§ **Exercise details**
Show each line of the records below, copied in full, that contains the word "green".

§ **Material to process**
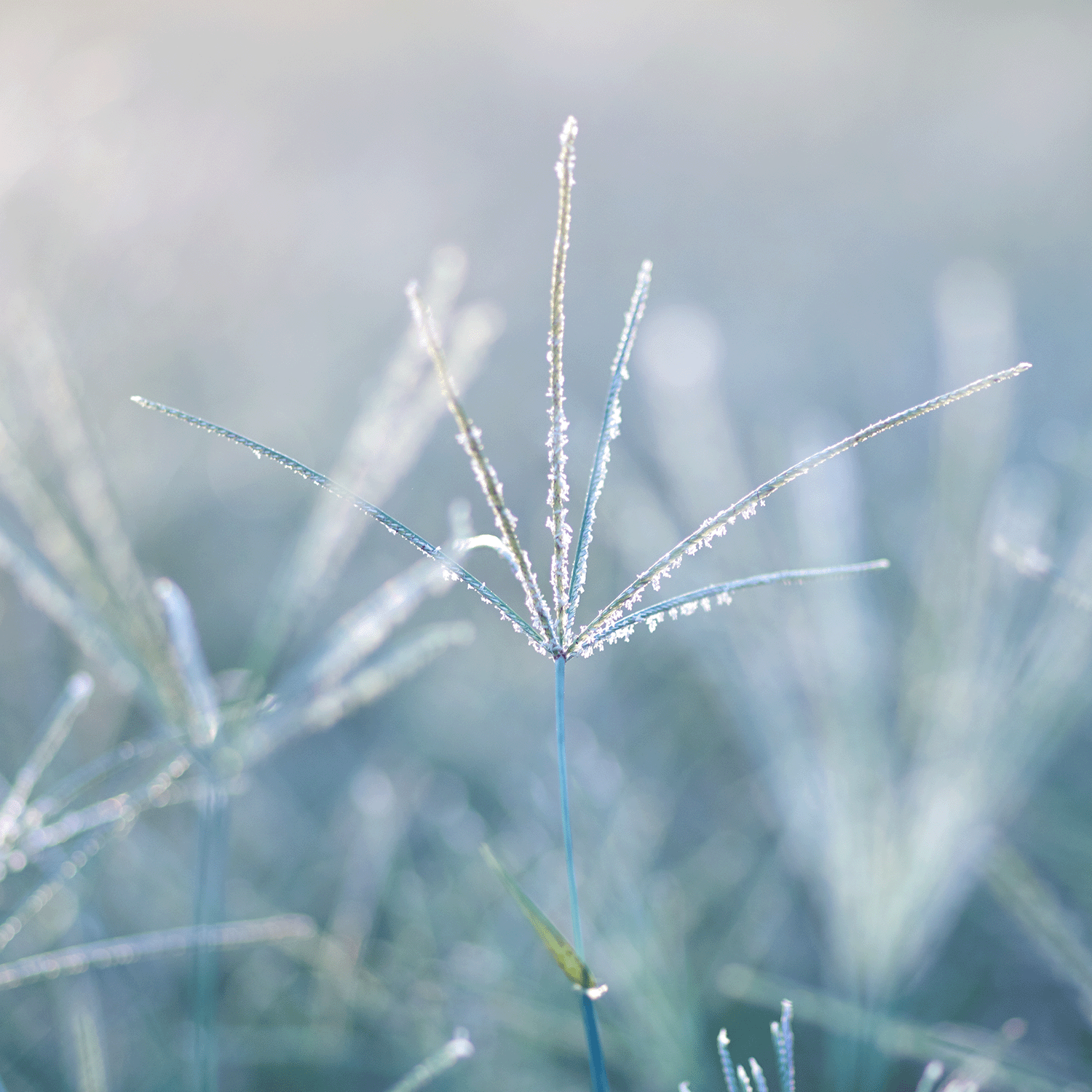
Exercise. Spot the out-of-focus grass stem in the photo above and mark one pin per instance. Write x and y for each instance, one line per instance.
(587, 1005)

---

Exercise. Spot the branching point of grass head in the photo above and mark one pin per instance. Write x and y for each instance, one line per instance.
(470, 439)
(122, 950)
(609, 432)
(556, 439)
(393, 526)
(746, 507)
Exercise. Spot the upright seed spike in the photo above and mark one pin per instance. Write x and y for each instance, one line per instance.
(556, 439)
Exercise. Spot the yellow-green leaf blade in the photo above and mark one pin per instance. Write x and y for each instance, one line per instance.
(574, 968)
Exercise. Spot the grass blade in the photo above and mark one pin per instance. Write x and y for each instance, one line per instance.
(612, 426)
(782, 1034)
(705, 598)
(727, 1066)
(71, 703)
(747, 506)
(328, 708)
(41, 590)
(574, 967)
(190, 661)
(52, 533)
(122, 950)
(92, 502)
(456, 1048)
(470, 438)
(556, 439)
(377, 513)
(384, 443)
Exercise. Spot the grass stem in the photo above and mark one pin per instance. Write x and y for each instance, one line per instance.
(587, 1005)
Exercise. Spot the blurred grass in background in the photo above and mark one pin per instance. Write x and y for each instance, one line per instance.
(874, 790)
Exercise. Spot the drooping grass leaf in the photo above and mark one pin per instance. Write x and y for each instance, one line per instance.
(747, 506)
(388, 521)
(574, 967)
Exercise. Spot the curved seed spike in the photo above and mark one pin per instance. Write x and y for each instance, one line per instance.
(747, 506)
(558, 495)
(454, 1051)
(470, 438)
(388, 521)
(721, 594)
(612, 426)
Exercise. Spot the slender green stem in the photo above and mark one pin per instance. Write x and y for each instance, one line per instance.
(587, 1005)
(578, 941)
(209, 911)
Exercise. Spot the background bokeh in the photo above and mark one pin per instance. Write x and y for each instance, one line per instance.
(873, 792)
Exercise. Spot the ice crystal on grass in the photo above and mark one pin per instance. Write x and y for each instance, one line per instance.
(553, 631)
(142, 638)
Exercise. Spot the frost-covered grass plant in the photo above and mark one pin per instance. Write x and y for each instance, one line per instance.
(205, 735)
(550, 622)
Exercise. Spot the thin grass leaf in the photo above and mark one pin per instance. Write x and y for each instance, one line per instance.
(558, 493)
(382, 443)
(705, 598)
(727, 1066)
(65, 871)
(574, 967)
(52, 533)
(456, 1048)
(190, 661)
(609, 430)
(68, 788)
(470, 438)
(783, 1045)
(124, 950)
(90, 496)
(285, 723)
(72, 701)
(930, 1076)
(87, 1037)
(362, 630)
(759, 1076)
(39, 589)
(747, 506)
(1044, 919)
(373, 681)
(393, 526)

§ **Written response**
Exercise. Spot the yellow-green leaf blade in the photo above and mark one pin per instance. Write x and y for each instance, one line per instance.
Exercise. Spot the slender green stem in the photo above and mark one pin per instance. Write x and y for each instance, one line per instance.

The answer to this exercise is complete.